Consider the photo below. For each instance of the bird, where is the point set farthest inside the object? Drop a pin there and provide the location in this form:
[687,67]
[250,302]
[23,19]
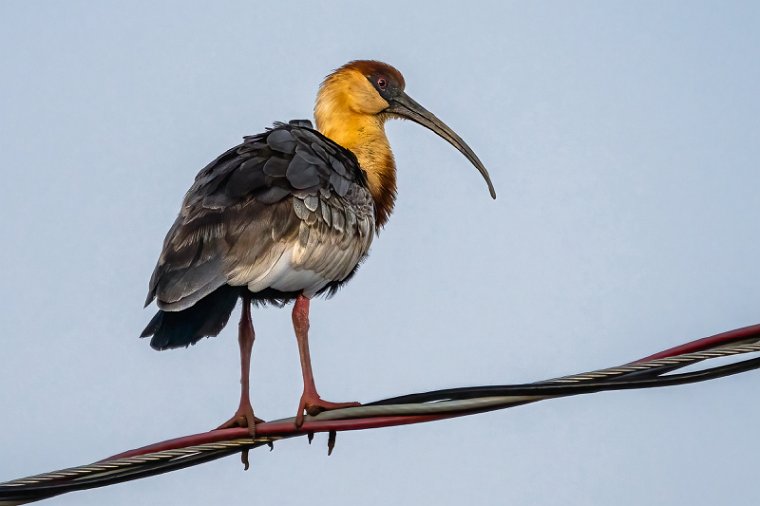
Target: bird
[284,216]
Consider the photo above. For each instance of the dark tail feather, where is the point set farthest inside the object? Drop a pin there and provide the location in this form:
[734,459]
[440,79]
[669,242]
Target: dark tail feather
[207,317]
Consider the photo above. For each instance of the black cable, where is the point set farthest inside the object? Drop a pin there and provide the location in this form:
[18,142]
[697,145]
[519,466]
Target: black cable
[568,389]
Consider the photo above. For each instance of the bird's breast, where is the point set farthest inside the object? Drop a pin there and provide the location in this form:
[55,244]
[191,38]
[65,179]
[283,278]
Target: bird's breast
[329,237]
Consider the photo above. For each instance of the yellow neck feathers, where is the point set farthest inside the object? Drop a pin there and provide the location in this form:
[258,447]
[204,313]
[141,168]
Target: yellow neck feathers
[348,111]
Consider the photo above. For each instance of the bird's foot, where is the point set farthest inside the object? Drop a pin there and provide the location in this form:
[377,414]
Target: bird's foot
[243,417]
[313,405]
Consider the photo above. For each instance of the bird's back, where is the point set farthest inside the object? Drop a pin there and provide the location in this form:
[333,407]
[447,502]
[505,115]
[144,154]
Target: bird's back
[285,212]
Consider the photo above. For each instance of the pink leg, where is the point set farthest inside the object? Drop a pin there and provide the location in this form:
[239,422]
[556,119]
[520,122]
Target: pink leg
[310,400]
[244,416]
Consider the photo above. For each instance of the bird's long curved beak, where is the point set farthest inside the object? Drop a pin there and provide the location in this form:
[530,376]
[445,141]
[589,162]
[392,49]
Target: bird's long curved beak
[405,106]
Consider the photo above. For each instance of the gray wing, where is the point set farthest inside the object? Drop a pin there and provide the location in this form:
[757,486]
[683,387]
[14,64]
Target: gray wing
[285,208]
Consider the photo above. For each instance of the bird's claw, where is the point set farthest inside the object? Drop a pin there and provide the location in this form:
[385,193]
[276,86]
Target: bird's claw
[243,417]
[313,405]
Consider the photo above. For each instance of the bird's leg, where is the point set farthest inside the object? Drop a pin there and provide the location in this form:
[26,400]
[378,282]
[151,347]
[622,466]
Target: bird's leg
[310,400]
[244,417]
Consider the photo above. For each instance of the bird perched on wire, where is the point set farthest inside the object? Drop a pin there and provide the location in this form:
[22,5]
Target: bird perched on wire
[286,215]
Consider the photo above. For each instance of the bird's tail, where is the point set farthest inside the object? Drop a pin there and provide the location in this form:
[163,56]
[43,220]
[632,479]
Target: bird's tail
[207,317]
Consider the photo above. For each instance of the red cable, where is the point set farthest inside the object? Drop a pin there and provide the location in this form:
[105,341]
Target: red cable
[288,428]
[707,342]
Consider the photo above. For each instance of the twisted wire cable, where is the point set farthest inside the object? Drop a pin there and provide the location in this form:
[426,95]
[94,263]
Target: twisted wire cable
[653,371]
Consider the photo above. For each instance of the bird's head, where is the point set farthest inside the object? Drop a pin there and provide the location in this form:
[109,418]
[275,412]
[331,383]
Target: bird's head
[355,101]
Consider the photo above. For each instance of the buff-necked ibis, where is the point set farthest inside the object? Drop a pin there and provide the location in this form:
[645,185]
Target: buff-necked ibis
[286,215]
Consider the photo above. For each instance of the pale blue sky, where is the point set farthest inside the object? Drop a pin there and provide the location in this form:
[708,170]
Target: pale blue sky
[623,139]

..............................

Leaving out the pictures, repeat the data above exactly.

THE ANSWER:
Consider the photo below. For each instance of the bird, where is the point set farthest inside the object? Drop a pin there and provide the location in this form:
[687,67]
[250,302]
[23,19]
Target: bird
[284,216]
Consider the photo above. For each instance of the dark tail feather, where is the point set farthest inside the object? Drop a pin there and provide the location in this form:
[734,459]
[440,79]
[669,242]
Target: dark tail feather
[207,317]
Consider the photo above. For each instance of the black cable, where is the point set farthest inside the object? Drop a pin there and provide the location in this form:
[18,142]
[697,145]
[519,466]
Target: black cable
[568,389]
Consider the photo above. For each instance of the bird's breast, where is the point set farthest inside the object? Drop a pin there and provide the location in this form:
[55,244]
[191,38]
[65,179]
[283,278]
Target: bird's breast
[329,237]
Consider the photo above. For each instance of the yellow neck feathers, where is the point set farthest inside the object? Drop a pin there and provide the location in this form:
[258,447]
[204,313]
[141,168]
Target: yellow neck feathers
[348,111]
Consider the photo above. For each instance of the bird's foot, where is the point set farthest inside the object? Drop a pin there and provide the location in this form:
[377,414]
Target: bird's foot
[243,417]
[313,405]
Consider the photo above. For each instance of the bird's back, where is the point set farthest inside the object? Drop a pin there and provide the location in this form:
[333,407]
[447,502]
[505,115]
[144,154]
Target: bird's back
[285,212]
Consider the photo above. For each instance of the pink leg, where is the point set farthest inside the object? Drop a pin there and provide the location in this form:
[239,422]
[556,119]
[520,122]
Target: pink leg
[310,400]
[244,416]
Consider the photo above. For each instance of the bird's long curved beak, where is the point set farthest inside the object? Drop a pin there and provide the location in this form:
[530,376]
[445,141]
[589,162]
[392,49]
Target: bird's long curved beak
[405,106]
Consider the photo above. For each instance of the gray wing, where is the point set farthest inside the object? Drop a pin there and provide the location in this form:
[757,486]
[683,387]
[14,64]
Target: gray wing
[285,208]
Consider the photo above. For each instance of the bird's claw, where is the point set farthest inside the object? Drop a pin there and provide the location in this form:
[385,193]
[276,86]
Target: bird's claw
[243,417]
[313,405]
Consider the photo above. For each instance of the bird's leg, where is the point set farthest inside the object? Drop a pin there and provide the location in this form:
[26,400]
[378,282]
[151,347]
[622,466]
Target: bird's leg
[310,400]
[244,417]
Consider the photo above. For each instance of the bird perched on wire, where is the point set farthest inside the object? Drop a pin there and provide the location in this form:
[22,5]
Target: bird perched on wire
[286,215]
Consider the photo above. For each instance of the bird's tail, where is the point set farthest inside the object? Drop a pin there and provide the location in this form:
[163,56]
[43,220]
[632,479]
Target: bird's tail
[207,317]
Consider the photo above. For each instance of the red cable, where is the point set farthest inside the object? Drop a pin there and provide the location in this form:
[105,341]
Target: red cable
[288,428]
[707,342]
Consider the photo above. For each instance of the twisted wire cable, where is the point set farthest inside the object? Drop a pin there and provide the location in this form:
[426,95]
[94,263]
Target: twisted wire cable
[653,371]
Consider the photo above. For each instance of the bird's head, where is the point set farthest inside the object? Drop a pin there and provide the location in this form:
[109,418]
[275,412]
[331,383]
Target: bird's head
[355,101]
Consider the photo above. For each instance of the buff-necked ibis, where is the point set farthest inside the object? Drop a pin there and provide the location in this form:
[645,185]
Target: buff-necked ibis
[286,215]
Consider the photo above. For each instance of the pale blue sky, where is the point set farthest inside the object? Drop a pin there and provide the location in this form:
[708,170]
Target: pale blue sky
[623,139]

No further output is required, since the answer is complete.